> [Problem details] For this exercise, reproduce the records exactly as they stand and do not carry any images over.

Record excerpts section start

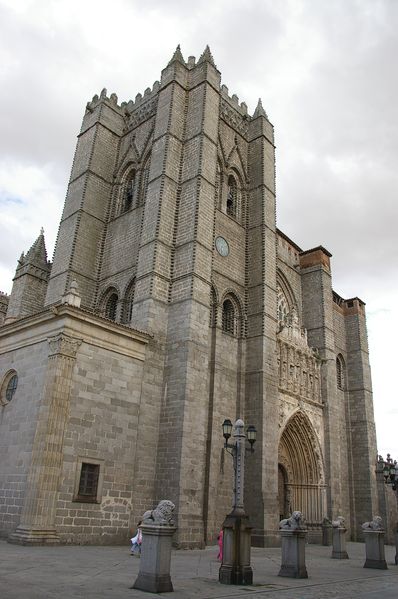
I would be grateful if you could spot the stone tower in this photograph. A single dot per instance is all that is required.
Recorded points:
(202, 310)
(30, 282)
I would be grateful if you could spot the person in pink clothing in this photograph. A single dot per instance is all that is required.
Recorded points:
(220, 536)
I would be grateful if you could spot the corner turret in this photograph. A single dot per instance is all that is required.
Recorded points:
(30, 282)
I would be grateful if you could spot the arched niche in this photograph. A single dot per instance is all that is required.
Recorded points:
(300, 459)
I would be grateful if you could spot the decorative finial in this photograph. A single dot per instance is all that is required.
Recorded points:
(177, 56)
(259, 110)
(207, 57)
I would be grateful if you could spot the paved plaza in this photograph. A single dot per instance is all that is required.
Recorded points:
(70, 572)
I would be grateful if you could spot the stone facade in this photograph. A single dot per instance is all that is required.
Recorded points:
(172, 303)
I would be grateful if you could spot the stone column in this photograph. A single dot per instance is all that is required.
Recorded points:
(37, 524)
(374, 545)
(154, 573)
(157, 532)
(326, 532)
(293, 534)
(339, 541)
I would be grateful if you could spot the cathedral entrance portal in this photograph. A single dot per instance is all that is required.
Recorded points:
(301, 479)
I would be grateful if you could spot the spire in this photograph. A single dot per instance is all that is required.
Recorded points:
(177, 56)
(207, 57)
(259, 110)
(37, 254)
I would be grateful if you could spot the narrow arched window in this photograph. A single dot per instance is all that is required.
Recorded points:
(128, 192)
(218, 186)
(228, 317)
(340, 373)
(144, 181)
(128, 303)
(9, 387)
(111, 306)
(232, 197)
(213, 308)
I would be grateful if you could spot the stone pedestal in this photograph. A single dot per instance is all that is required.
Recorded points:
(293, 554)
(326, 533)
(154, 574)
(374, 545)
(339, 543)
(235, 567)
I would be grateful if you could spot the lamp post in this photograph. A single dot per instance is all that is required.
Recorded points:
(235, 567)
(390, 473)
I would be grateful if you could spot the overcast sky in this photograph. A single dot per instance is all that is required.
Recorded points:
(327, 73)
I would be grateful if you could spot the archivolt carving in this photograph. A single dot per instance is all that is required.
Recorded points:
(300, 446)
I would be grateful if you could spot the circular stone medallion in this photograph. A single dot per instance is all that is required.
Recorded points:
(222, 246)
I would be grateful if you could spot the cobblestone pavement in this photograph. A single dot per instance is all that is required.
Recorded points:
(70, 572)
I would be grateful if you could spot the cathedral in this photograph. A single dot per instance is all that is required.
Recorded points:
(173, 302)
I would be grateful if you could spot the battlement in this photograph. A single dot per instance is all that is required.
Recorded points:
(128, 108)
(353, 305)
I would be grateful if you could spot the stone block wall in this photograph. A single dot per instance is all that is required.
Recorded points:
(18, 420)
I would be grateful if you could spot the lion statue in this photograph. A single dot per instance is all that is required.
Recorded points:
(295, 522)
(162, 514)
(375, 524)
(339, 522)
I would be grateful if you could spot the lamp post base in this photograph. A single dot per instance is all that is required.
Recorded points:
(235, 567)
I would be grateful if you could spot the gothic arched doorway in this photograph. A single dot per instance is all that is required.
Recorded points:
(283, 497)
(301, 472)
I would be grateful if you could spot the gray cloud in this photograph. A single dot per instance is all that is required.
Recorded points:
(326, 72)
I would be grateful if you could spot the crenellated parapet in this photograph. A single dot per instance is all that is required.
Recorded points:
(4, 299)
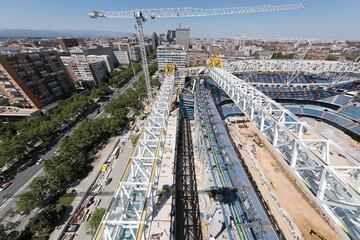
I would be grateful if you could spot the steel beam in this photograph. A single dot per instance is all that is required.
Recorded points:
(310, 160)
(130, 214)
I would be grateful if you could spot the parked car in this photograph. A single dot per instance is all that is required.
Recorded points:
(4, 185)
(107, 181)
(39, 161)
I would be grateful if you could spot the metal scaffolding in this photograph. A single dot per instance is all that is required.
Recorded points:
(334, 186)
(130, 214)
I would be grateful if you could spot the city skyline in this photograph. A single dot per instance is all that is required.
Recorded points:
(317, 21)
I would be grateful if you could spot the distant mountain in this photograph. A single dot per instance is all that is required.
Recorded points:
(15, 33)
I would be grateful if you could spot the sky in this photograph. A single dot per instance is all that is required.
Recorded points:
(321, 19)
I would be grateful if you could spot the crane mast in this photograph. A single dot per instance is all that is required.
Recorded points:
(139, 28)
(131, 212)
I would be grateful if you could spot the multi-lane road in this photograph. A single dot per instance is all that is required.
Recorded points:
(22, 180)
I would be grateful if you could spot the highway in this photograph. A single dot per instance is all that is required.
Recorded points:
(22, 180)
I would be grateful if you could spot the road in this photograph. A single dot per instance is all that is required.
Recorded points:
(22, 180)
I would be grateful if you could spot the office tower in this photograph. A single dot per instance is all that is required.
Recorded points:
(122, 57)
(171, 35)
(34, 79)
(183, 36)
(87, 74)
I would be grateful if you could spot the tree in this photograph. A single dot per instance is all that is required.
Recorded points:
(96, 219)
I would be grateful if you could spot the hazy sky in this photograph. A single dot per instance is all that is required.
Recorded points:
(326, 19)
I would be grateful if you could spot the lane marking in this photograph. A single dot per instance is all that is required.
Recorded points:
(11, 198)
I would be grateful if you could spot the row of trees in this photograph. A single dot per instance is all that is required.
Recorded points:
(19, 140)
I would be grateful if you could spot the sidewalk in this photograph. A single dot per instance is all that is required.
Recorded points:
(81, 189)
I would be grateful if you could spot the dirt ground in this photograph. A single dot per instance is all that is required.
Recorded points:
(287, 193)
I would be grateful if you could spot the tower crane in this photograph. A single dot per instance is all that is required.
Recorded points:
(141, 15)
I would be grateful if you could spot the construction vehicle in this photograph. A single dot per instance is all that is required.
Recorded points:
(140, 229)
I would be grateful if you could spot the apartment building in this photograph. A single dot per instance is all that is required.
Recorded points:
(34, 79)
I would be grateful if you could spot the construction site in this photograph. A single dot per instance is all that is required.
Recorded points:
(219, 159)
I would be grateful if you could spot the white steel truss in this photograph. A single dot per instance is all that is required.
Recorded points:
(331, 175)
(130, 214)
(293, 66)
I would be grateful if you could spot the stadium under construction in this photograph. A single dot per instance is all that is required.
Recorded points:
(245, 150)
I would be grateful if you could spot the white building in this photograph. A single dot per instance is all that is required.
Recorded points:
(183, 36)
(122, 57)
(171, 54)
(87, 74)
(98, 58)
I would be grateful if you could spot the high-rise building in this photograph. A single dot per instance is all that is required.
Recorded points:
(87, 74)
(34, 79)
(171, 54)
(66, 43)
(102, 50)
(122, 57)
(196, 57)
(183, 36)
(171, 35)
(99, 58)
(154, 41)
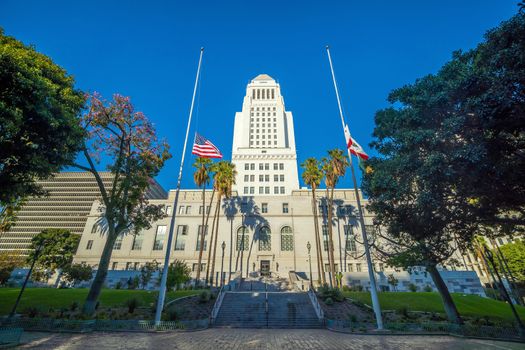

Record excerpts section end

> [Answer for the task]
I would be grateful if you could spot the stone tower in this photograph. A single dot per instance is all that is required.
Recorded points:
(202, 310)
(30, 282)
I would be grateful if you could spot the person in pink clothing in this photograph. A single dot per instance is all that is required.
Recorded points:
(220, 536)
I would be grateful if you could spot the corner turret in this photograph. A single dot per instance is all that is required.
Recorded points:
(30, 282)
I would be grateful if you could spot the arched niche in this photograph. A single dot per instance is all that is required.
Recorded points:
(300, 459)
I would be grateful if you could spot the decorative finial in this photograph. A single dot per instance is all that is required.
Recorded points:
(177, 56)
(259, 110)
(207, 57)
I would be grateful if you could spot the paved plaza in this photograph. A single dot per instance is all that is required.
Recorded points:
(70, 572)
I would be grateful if you could spot the stone facade in this photograph. A single dot per instance is all that is required.
Recorded points:
(172, 303)
I would be grateful if you could spot the stone column in this photograph. A single dot per instance is all that is required.
Recorded points:
(37, 524)
(374, 545)
(154, 573)
(157, 532)
(326, 532)
(293, 534)
(339, 541)
I would be grateful if you could spot the cathedral entrance portal in this photograph. A single dot per instance is all that is required.
Recorded points:
(301, 479)
I would be grateful if you could spot the spire in this photograph. A single dot per instance is all that is required.
Recorded points:
(177, 56)
(207, 57)
(259, 110)
(37, 254)
I would be grateful if you could spot the narrow arched window in this photograph. A single dot per instance is all that is required.
Recorded points:
(128, 192)
(218, 186)
(228, 317)
(340, 373)
(144, 181)
(128, 303)
(9, 387)
(111, 306)
(232, 197)
(213, 308)
I would be grateful if you could spot the stone pedestal in this photograph. A single dot per instance is all that is required.
Recorded points:
(293, 554)
(326, 533)
(154, 574)
(374, 545)
(339, 543)
(235, 567)
I would be grateful if you could spot the lamp post in this photograph. A single dot per instance is all that is required.
Recorded points:
(235, 567)
(390, 473)
I would be grateful if you could spot the overcast sky in this photograph. A single dot per instance is all that is required.
Recorded points:
(327, 73)
I would be grateful if you could spot the archivolt carving in this photograph. A single dot per instance is all that is required.
Recorded points:
(300, 446)
I would be grateful if you could spot the circular stone medallion in this photograph. A single dot per instance is all that is required.
Recorded points:
(222, 246)
I would be grateful if you could spot the cobblestone pavement in this photograph. A single dot per instance is all that is required.
Recorded points:
(70, 572)
I would be grateful if you could spot the cathedral in this photograph. A single dot per instance is all that is required.
Recorded points:
(173, 302)
I would be grateful if you could spot the battlement in this photograph. A single dot per instance is all that is required.
Recorded points:
(128, 108)
(353, 305)
I would be grateful if you could spot the stone block wall in this photograph. A single dot per instance is all that is required.
Recorded points:
(18, 420)
I would be grateful if you could spot the lion statue in this photograph. A single dot per instance is all that is required.
Recorded points:
(295, 522)
(162, 514)
(375, 524)
(339, 522)
I would be grateful if you could spot the lamp post base in this photograph. A single dot per instance is all that is required.
Recorded points:
(235, 567)
I would be grateful if you could spot the gothic arched doorway in this photograph. A single dot per instance is all that is required.
Recorded points:
(283, 497)
(301, 472)
I would be grateful if you could spot the gray cloud in this photograph. A single dot per instance is all that is required.
Recorded points:
(326, 72)
I would be grateful if you could spot the crenellated parapet in this photograph. A single dot per instance is all that is required.
Recorded points:
(4, 299)
I would be grateful if you could spot the steel beam in this photograph. A single dot per instance is all that is required.
Recorded points:
(310, 160)
(130, 214)
I would be grateful if you could spot the parked car in this photograph. A single dot per instance is all that is required.
Recorded points:
(4, 185)
(107, 181)
(39, 161)
I would be grateful if you could spot the metal scaffolding in this photograph. A single dot per instance is all that is required.
Recorded points:
(334, 186)
(130, 214)
I would be grateful if you could spot the city skyline in this photograph. A single dot per instance is all that is required.
Recorded points:
(317, 21)
I would be grateful if you could spot the distant mountain in this photograph. A single dot per instance is all that is required.
Recorded points:
(15, 33)
I would be grateful if you could spot the sky in this photograph. A single dot per instance is all that is required.
Recorded points:
(321, 19)
I would be grateful if you could spot the crane mast in this photograph. A single dot per instance is all that is required.
Recorded points:
(139, 28)
(131, 212)
I would be grateful if you could spot the multi-lane road in this photograph. A single dot per instance is all that is required.
Recorded points:
(22, 180)
I would be grateful if you could spot the highway in this photograph. A single dot per instance is all that is required.
Recorded points:
(22, 180)
I would be grateful if you could spot the road in this photograph. A single dot per instance is all that is required.
Recorded points:
(22, 180)
I would be grateful if you could spot the office tower in this photograph. A single dot per instance is all that is required.
Recorded points:
(122, 57)
(171, 35)
(34, 79)
(183, 36)
(87, 74)
I would be grateful if you could spot the tree in this photograph. A single dot per instance is all that is required.
Recorded points:
(96, 219)
I would be grateful if you could spot the hazy sky in this photograph. A single dot per instance is all that is required.
Recorded points:
(326, 19)
I would be grateful if you could spot the lane marking in this photograph. A single dot per instance is all that is required.
Recorded points:
(11, 198)
I would be grateful if you could spot the row of trees in this photograph. A single dot per instance is all that is required.
Recorded points:
(19, 140)
I would be grateful if you could spot the sidewalk in this photograph. A single dot per instance is all that is required.
Recorded points:
(81, 189)
I would be grateful if you could spot the dirt ground in this photograph. A single dot per instance is all that is required.
Recorded points:
(287, 193)
I would be grateful if you could spot the tower crane in this photograph. A single dot per instance is all that is required.
Recorded points:
(141, 15)
I would be grateful if you could spot the construction vehicle in this photograph. A single dot per instance is all that is required.
Recorded points:
(140, 229)
I would be grateful if you could spot the apartment building in this photograph. A single dot per instance is all that is required.
Recorded points:
(34, 79)
I would be grateful if you could spot the construction site in this photograph. A single dot per instance is all that is required.
Recorded points:
(219, 159)
I would be grateful if you could spot the white steel truss in this photograph. A single dot per instance is all that is required.
Recorded points:
(331, 175)
(130, 214)
(293, 66)
I would be grateful if you could spot the stadium under construction in this photograph. A single dot per instance is all that is required.
Recorded points:
(245, 150)
I would be grateful if you could spot the white building in this photograph. A single dot per instance is all that is required.
Recorded points:
(183, 36)
(122, 57)
(171, 54)
(87, 74)
(98, 58)
I would be grateful if you could spot the high-rise building in this photograph. A single dot per instance is all that is required.
Recorded points:
(87, 74)
(34, 79)
(171, 54)
(66, 43)
(102, 50)
(122, 57)
(196, 57)
(183, 36)
(171, 35)
(99, 58)
(154, 41)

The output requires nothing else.